# PROMPT A:
Write out, unchanged, the stretch of the entries below from their first line through the line containing "[0,198,474,315]".

# PAGE EXTRACT:

ABOVE SPACE IS FOR OFFICE USE ONLY

ARTICLES OF MERGER

(PURSUANT TO NRS 92A.200)

PAGE 6

8) Signatures - Must be signed by: An officer of each Nevada corporation; All general partners of each Nevada limited partnership; All general partners of each Nevada limited partnership; A manager of each Nevada limited-liability company with managers or all the members if there are no managers; A trustee of each Nevada business trust (NRS 92A.230)* (if there are more than four merging entities, check box [ ] and attach an "8 1/2 x
11 " blank sheet containing the required information for each additional entity.):

Lithium Corporation
Name of merging entity

/s/ Tom Lewis                    President               Sept 23, 2009
Signature                          Title                      Date

Utalk Communications, Inc.
Name of merging entity

/s/ Tom Lewis                    President               Sept 23, 2009
Signature                          Title                      Date

Name of merging entity

Signature                          Title                      Date

Name of merging entity

Signature                          Title                      Date

Utalk Communications, Inc.
Name of surviving entity

/s/ Tom Lewis                    President               Sept 23, 2009
Signature                          Title                      Date

* The articles of merger must be signed by each foreign constituent entity in the manner provided by the law governing it (NRS 92A.230). Additional signature blocks may be added to this page or as an attachment, as needed.

IMPORTANT: Failure to include any of the above information and submit the proper fees may cause this filing to be rejected.

This form must be accompanied by appropriate fees.


AGREEMENT AND PLAN OF MERGER

THIS AGREEMENT dated as of September 10, 2009.

BETWEEN:

LITHIUM CORPORATION, a Nevada corporation, having its office at 9121 Atlanta Ave. #314, Huntington Beach, CA 92646

("Lithium")

AND:

UTALK COMMUNICATIONS INC., a Nevada corporation, having its office at 9121 Atlanta Ave. #314, Huntington Beach, CA 92646

("UTALK")

WHEREAS:

A. Lithium is the wholly-owned subsidiary of Utalk;

B. The board of directors of Lithium and Utalk deem it advisable and in the best interests of their respective companies and shareholders that Lithium be merged with and into Utalk, with Utalk remaining as the surviving corporation under the name "Lithium Corporation";

C. The board of directors of Lithium has approved the plan of merger embodied in this Agreement; and

D. The board of directors of Utalk has approved the plan of merger embodied in this Agreement.

THEREFORE, in consideration of the mutual agreements and covenants set forth herein, the parties hereto do hereby agree to merge on the terms and conditions herein provided, as follows:

1. THE MERGER

1.1 THE MERGER

Upon the terms and subject to the conditions hereof, on the Effective Date (as hereinafter defined), Lithium shall be merged with and into Utalk in accordance with the applicable laws of the State of Nevada (the "MERGER"). The separate existence of Lithium shall cease, and Utalk shall be the surviving corporation under the name "Lithium Corporation" (the "SURVIVING CORPORATION") and shall be governed by the laws of the State of Nevada.

# PROMPT B:
For each statement, say yes or no on whether the merger document supports it, and quote the words that decide it: (i) Lithium is a wholly-owned subsidiary of Utalk. (ii) The agreement and plan of merger is dated September 23, 2009. (iii) The surviving corporation keeps the name Utalk Communications.

# RECORDS FOR THIS EXERCISE:
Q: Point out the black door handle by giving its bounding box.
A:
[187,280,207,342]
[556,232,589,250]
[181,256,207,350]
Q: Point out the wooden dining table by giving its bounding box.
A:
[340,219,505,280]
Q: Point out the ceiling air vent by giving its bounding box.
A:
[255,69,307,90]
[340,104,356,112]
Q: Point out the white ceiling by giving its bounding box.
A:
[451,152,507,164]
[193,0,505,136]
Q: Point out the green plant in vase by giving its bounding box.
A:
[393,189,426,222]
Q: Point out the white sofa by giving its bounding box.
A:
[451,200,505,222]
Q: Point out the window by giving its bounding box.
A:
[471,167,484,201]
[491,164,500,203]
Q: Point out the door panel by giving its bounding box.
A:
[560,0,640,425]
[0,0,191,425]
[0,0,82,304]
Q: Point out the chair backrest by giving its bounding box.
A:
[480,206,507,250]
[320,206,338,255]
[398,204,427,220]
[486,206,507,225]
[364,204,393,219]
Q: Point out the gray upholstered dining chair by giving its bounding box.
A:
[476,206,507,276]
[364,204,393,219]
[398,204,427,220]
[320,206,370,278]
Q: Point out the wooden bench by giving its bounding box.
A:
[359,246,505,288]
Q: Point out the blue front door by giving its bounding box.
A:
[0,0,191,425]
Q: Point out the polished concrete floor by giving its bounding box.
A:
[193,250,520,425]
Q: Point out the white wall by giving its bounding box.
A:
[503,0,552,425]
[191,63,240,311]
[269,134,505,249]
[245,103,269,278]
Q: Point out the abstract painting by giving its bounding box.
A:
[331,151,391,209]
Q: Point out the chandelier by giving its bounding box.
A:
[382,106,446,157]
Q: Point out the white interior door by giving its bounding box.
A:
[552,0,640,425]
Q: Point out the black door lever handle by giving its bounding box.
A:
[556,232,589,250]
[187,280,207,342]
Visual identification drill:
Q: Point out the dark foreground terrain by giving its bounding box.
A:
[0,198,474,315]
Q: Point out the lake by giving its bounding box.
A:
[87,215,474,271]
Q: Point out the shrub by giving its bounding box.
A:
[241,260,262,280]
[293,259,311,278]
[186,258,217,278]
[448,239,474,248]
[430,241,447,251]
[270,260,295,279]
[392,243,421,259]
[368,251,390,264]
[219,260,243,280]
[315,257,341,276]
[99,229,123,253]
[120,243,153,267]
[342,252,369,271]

# WRITTEN SOLUTION A:
Q: Point out the black door handle by giving its bounding box.
A:
[187,280,207,342]
[556,232,589,250]
[181,256,207,350]
Q: Point out the wooden dining table by giving its bounding box.
A:
[340,219,505,280]
Q: Point out the ceiling air vent by giving its bounding box.
A:
[255,69,307,90]
[340,104,356,112]
Q: Point out the white ceiling by giving its bounding box.
A:
[451,152,507,164]
[193,0,505,136]
Q: Point out the green plant in vase by giving its bounding box.
A:
[393,189,426,222]
Q: Point out the white sofa by giving its bounding box.
A:
[451,200,505,222]
Q: Point out the window by giving its bounding box.
A:
[471,167,484,201]
[491,164,500,203]
Q: Point out the door panel by giving its bounding box.
A:
[560,0,640,425]
[0,0,191,425]
[0,0,82,304]
Q: Point out the chair backrest by giving its bounding box.
A:
[480,206,507,250]
[320,206,338,255]
[398,204,427,220]
[486,206,507,225]
[364,204,393,219]
Q: Point out the gray upholstered dining chair by giving its bounding box.
A:
[476,206,507,276]
[364,204,393,219]
[398,204,427,220]
[320,206,370,278]
Q: Point out the wooden bench by giving its bounding box.
A:
[359,246,505,288]
Q: Point out the blue front door by giving its bounding box.
A:
[0,0,191,425]
Q: Point out the polished concrete floor by giving its bounding box.
A:
[193,250,520,425]
Q: Point out the white wall by giving its bounding box.
A:
[503,0,552,425]
[191,63,240,311]
[269,134,505,249]
[245,103,269,278]
Q: Point out the abstract painting by giving its bounding box.
A:
[331,151,391,209]
Q: Point out the chandelier by giving its bounding box.
A:
[382,106,446,157]
Q: Point out the white interior door by giving its bounding box.
A:
[552,0,640,425]
Q: Point out the black door lever handle by giving its bounding box.
A:
[556,232,589,250]
[187,280,207,342]
Visual identification drill:
Q: Point out the dark foreground terrain by giving its bounding box.
A:
[0,198,474,315]

# WRITTEN SOLUTION B:
(i) Yes: "Lithium is the wholly-owned subsidiary of Utalk"
(ii) No: "THIS AGREEMENT dated as of September 10, 2009."
(iii) No: "with Utalk remaining as the surviving corporation under the name "Lithium Corporation""